Exercise instructions:
Return every item below verbatim, one line at a time, and omit the pictures from your output.

---------- Working data ----------

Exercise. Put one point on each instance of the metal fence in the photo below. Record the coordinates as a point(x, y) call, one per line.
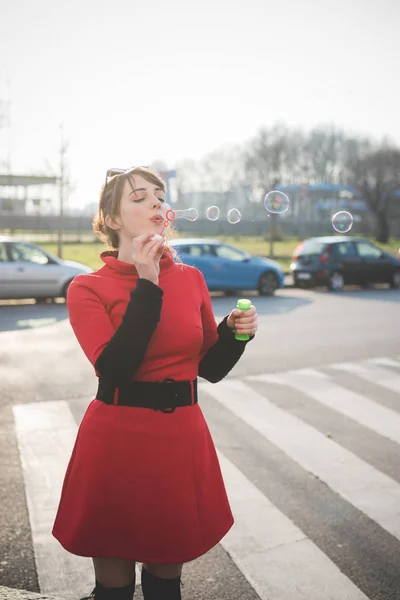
point(81, 226)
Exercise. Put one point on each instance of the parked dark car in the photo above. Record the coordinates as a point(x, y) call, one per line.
point(337, 261)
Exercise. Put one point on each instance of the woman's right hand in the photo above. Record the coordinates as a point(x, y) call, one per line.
point(146, 254)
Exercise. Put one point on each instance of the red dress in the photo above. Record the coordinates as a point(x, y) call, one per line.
point(142, 484)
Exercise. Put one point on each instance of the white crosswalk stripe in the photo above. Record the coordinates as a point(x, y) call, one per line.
point(264, 540)
point(323, 389)
point(351, 477)
point(373, 374)
point(273, 553)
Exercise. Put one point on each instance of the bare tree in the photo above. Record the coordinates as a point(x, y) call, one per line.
point(375, 171)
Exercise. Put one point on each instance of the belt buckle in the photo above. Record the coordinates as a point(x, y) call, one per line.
point(165, 384)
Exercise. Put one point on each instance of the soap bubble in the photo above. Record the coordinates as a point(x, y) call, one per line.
point(342, 221)
point(234, 216)
point(276, 202)
point(212, 213)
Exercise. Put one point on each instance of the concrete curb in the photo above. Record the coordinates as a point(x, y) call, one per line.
point(15, 594)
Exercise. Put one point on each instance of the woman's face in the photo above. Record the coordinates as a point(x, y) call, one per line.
point(142, 208)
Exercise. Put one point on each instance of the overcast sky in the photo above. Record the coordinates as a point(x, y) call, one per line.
point(134, 82)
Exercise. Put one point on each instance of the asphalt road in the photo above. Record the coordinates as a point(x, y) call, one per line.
point(40, 360)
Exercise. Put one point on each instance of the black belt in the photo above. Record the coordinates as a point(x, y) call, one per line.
point(165, 396)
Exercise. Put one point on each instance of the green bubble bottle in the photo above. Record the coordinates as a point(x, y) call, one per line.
point(243, 304)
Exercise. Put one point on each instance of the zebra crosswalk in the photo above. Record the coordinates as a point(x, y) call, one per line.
point(311, 462)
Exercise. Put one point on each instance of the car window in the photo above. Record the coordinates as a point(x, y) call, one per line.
point(184, 249)
point(3, 253)
point(367, 250)
point(311, 247)
point(199, 249)
point(26, 253)
point(228, 252)
point(345, 249)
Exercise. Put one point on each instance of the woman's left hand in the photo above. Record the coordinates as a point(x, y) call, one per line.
point(243, 321)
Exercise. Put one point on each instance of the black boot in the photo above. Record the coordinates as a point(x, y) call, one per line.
point(159, 588)
point(102, 592)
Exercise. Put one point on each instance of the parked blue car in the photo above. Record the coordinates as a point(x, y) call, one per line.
point(226, 268)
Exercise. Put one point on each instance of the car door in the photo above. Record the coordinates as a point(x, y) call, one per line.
point(34, 274)
point(376, 266)
point(231, 267)
point(348, 261)
point(7, 282)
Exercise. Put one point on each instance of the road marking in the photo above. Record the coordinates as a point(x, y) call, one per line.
point(376, 417)
point(384, 362)
point(371, 373)
point(366, 488)
point(46, 433)
point(279, 561)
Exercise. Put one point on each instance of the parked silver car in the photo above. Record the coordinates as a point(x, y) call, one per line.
point(29, 271)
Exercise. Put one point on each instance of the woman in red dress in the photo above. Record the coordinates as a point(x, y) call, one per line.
point(143, 482)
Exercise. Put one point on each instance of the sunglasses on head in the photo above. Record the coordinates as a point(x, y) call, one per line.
point(112, 172)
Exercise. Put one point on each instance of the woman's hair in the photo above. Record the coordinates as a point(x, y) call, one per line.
point(110, 202)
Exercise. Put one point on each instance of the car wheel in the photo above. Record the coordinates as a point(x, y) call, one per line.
point(395, 282)
point(336, 281)
point(267, 284)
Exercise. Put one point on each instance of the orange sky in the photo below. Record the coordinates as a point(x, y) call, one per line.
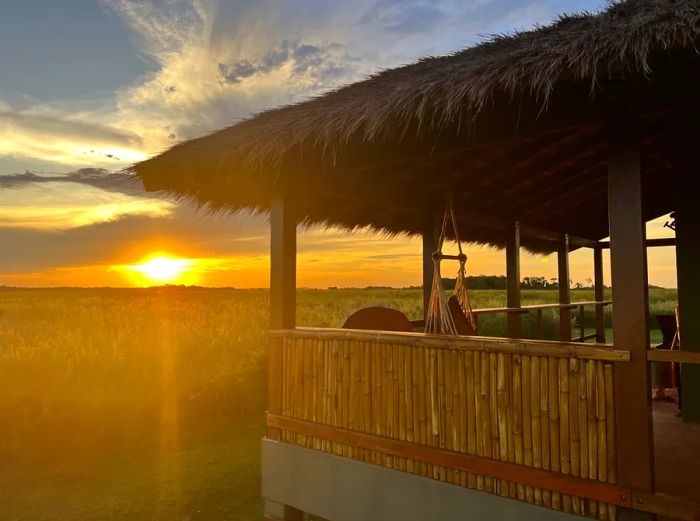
point(325, 258)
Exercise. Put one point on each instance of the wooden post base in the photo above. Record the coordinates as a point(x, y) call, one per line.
point(279, 512)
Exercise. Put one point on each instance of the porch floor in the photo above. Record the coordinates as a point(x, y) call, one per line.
point(677, 453)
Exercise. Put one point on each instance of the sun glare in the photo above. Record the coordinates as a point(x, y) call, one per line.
point(162, 269)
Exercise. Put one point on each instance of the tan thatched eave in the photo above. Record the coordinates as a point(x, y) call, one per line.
point(514, 128)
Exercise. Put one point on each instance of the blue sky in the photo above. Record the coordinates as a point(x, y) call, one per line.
point(92, 86)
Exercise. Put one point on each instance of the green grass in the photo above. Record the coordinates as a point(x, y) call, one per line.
point(147, 404)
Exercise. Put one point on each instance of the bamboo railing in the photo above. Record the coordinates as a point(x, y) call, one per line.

----------

Response to the exercise:
Exercise. Put one point on each instance of the metal fence in the photo below. Record the coordinates as a point(x, y) call, one per line.
point(81, 226)
Exercise. Put one point on each instance of the parked dark car in the photo above. Record the coordinates as a point(x, y) call, one per line.
point(337, 261)
Exercise. Put one point on each instance of the woman's right hand in the photo above. Record the coordinates as a point(x, y) call, one per line.
point(146, 254)
Exercise. Put one point on each instance of the red dress in the photo above. Record the coordinates as a point(x, y) call, one per line.
point(142, 484)
Exercise. Put one point on each instance of the white crosswalk stripe in the photo above. Record the coordinates as a point(x, y) call, one per line.
point(264, 540)
point(323, 389)
point(351, 477)
point(373, 374)
point(273, 553)
Exercise. Put one point on each instance of the bare tree in the photo above. Record the coordinates as a point(x, y) call, one per line.
point(375, 171)
Exercise. Put one point on each instance of the belt buckle in the photo above. Record the coordinates as a point(x, y) call, one per line.
point(165, 384)
Exercise. Put one point on each instance of the soap bubble in the photo above. Record the coordinates as a point(x, y) call, one per line.
point(342, 221)
point(234, 216)
point(276, 202)
point(212, 213)
Exercise. Put one point on each instance of the concrete curb in the photo above. Record the coordinates as a point(x, y) call, one per line.
point(15, 594)
Exercise. Put one point on each instance of the woman's face in the photo above. Record the coordinates as a point(x, y) call, one per line.
point(142, 208)
Exercise. Put one point on each instance of the overcast sky in the photo above. Record the coordinates as a point(x, y) call, one per line.
point(134, 82)
Exercise. Put one point on each instance of the asphalt road in the photo above. Record the coordinates as a point(x, y) call, one per line.
point(40, 360)
Exercise. Put one point on each instance of the black belt in the photo above. Record the coordinates as a point(x, y) call, one per line.
point(165, 396)
Exercise. Put one point on each instance of the green bubble bottle in the photo above. Record the coordinates as a point(x, y) call, one per line.
point(243, 304)
Exercise. Put one point on each instance of the zebra crosswalk in the photo above. Record the coordinates as a point(x, y) call, one per line.
point(311, 462)
Exercise. Put one point on each instance of the car window in the photo above. Record the coordinates as a point(x, y) call, one per line.
point(184, 249)
point(3, 253)
point(367, 250)
point(311, 247)
point(199, 249)
point(26, 253)
point(228, 252)
point(345, 249)
Exercise. Put one point on each instance of the woman's left hand in the photo above. Record the coordinates as a point(x, y) call, one per line.
point(243, 321)
Exercise. Put one point on each instance of the black boot in the photo above. Record the coordinates as a point(x, y) call, one per line.
point(159, 588)
point(102, 592)
Exercise. Put one point on each instance of the parked blue car in the photo above. Record the coordinates as a point(x, y) call, one per line.
point(226, 268)
Exercise. Put one point on each instance of the car door in the photo above. Record the coordinates as a point(x, y) call, one per line.
point(34, 274)
point(376, 266)
point(231, 267)
point(348, 261)
point(7, 282)
Exercise. Put one point on each instance of the road marking in the photo above. Record the coordinates as a point(x, y) call, one per line.
point(376, 417)
point(384, 362)
point(371, 373)
point(366, 488)
point(46, 433)
point(279, 561)
Exercise. Put one point on each instance of the parked silver car in the photo above. Record the coordinates as a point(x, y) call, one per line.
point(29, 271)
Exercise. Put one point on each instance of the woman in red dress in the photo above. Record the coordinates as a point(x, y) call, one per line.
point(143, 482)
Exercise. Put one point on each instance of the sunglasses on head in the photo above. Record the coordinates as a point(x, y) call, one per line.
point(112, 172)
Exercise. Put one point on each instance of the woman's hair in the photo above. Record the coordinates as a point(x, y) call, one per line.
point(110, 202)
Exercise. Put one point on each instance of the car wheel in the photo above. Record the coordinates as a point(x, y) call, one per line.
point(395, 282)
point(336, 281)
point(267, 284)
Exercise. Put one point on each instance of the orange sky in the photo below. Record the coordinates as a point(x, y) call, one per line.
point(325, 258)
Exercise. Put one point on each instance of the wooden post base in the photo above. Record the coordinates as a point(x, y) call, one per line.
point(279, 512)
Exercise. Put one point on each instance of the porch floor in the photo above. Record the coordinates as a point(x, y) call, one per line.
point(677, 453)
Exercise. Put one point on each instance of the sun glare in the photo above. Record the coordinates as a point(x, y) call, one per line.
point(162, 269)
Exercise. Put one point on each instance of the tan thatched eave in the photo above. Record the coordinates as a point(x, y) call, one per line.
point(514, 128)
Exercise. Put one point on each instance of the blue sky in the photo above. Record the coordinates as a point(x, y) call, one per line.
point(92, 86)
Exercise. Put one point on each instance of the green grass in the photo above. Record the coordinates as a point(x, y) call, one per line.
point(147, 404)
Exercise. Put one point on each instance of the bamboo railing in the photo above. Record the coordinates as a point(x, y) call, one per line.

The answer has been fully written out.